[Source document]

Hypertension is a life-threatening condition that affects over 60 million North American adults. A variety of drugs are used to treat it, primarily by causing vascular dilatation or decreasing sympathetic arousal. These drugs produce a myriad of troubling side effects and yet cost the average American about $800 per year for medications. Lifestyle changes, particularly improvements in diet, reduce systolic pressure by 5 points (mmHg) and diastolic pressure by 2 points (mmHg). Most single hypertension drugs reduce systolic pressure by 11 points and diastolic pressure by 8.5 points. (Figure 1). Combining various hypertension drugs decreases systolic blood pressure by an average of 18 points and diastolic by 12 points, with increased medication related side effects.
All of the participants (n=28) in this 8-week study received "placebo", sub-delta frequency (0.5 - 1 Hz) stimulation for one month followed by one month of alpha frequency (7.8 - 10 Hz) stimulation. All participants were taking hypertensive drugs during the study. Blood pressure measurements were recorded weekly. Both the Beck Depression Inventory (BDI) and State Trait Anxiety Inventory (STAI) were used in the analysis.
Alpha frequency audio-visual entrainment (AVE) has shown strong effectiveness in reducing depression and anxiety. However, the group was neither depressed (Beck=7.4) nor anxious (STAI=34) so the benefits of alpha AVE were uncertain. Surprisingly, the sub-delta AVE had marked effects on blood pressure reducing the systolic 20 points (166 - 146) and the diastolic 15 points (96 - 81), see Figure 1. (Interestingly, sub-delta AVE has also produced unexpectedly good improvements in many people with fibromyalgia). It is possible that the sub-delta AVE used in this study directly impacted physiological functions rather than psychological ones.

[/Source document]
[Dataset extract]

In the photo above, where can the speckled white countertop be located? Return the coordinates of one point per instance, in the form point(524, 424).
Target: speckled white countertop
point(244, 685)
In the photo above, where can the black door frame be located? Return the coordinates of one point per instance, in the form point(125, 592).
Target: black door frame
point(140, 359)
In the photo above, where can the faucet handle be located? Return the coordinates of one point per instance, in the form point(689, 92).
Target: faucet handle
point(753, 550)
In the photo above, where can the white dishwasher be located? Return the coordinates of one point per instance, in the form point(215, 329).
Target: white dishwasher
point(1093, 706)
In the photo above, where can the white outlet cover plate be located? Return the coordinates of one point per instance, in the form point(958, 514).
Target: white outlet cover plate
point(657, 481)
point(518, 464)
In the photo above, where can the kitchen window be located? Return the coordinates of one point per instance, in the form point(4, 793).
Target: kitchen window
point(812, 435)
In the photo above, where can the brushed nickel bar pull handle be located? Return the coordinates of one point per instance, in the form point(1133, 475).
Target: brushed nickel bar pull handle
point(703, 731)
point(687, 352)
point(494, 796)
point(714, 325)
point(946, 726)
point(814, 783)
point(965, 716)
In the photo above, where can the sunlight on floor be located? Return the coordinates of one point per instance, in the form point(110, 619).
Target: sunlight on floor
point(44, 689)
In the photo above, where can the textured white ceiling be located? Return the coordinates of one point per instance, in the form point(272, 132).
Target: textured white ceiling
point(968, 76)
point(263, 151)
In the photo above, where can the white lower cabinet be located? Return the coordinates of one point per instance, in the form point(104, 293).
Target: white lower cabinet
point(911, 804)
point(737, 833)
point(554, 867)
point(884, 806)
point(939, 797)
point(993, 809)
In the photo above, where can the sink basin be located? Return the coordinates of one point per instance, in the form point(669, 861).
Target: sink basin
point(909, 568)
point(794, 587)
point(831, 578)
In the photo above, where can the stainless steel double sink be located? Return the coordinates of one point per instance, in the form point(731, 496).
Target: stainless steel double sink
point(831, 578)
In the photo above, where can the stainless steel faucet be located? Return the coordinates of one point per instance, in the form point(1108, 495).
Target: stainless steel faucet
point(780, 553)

[/Dataset extract]

▶ Apply what you read:
1/ In the hypertension study text, by how many points did sub-delta stimulation lower systolic blood pressure?
2/ Carry the hypertension study text forward from its final sentence with a paragraph or two.
The listing above plays no part in the work here.

▶ Results by task:
1/ By 20 points, from 166 to 146.

2/
The participants also showed an unexpected marked increase of 14 points (146 - 160) in systolic pressure and a seven point (81 - 88) increase in diastolic pressure simply from increasing the AVE frequency to alpha during the fifth week of the study. Because there was essentially no change in anxiety nor depression, this unusual increase in blood pressure may indicate a well established conditioned response, known as white-coat syndrome, where they increase their blood pressure in accordance with novel (state arousing) experiences.
Sub-delta stimulation reduced high blood pressure more than when using a combination of hypertension meds. Alpha AVE was not as effective as sub-delta AVE partly because alpha AVE was introduced in the second month of the study and some hypertension had already been reduced. Also, alpha AVE is particularly effective in treating anxiety and depression, which were not factors in this study.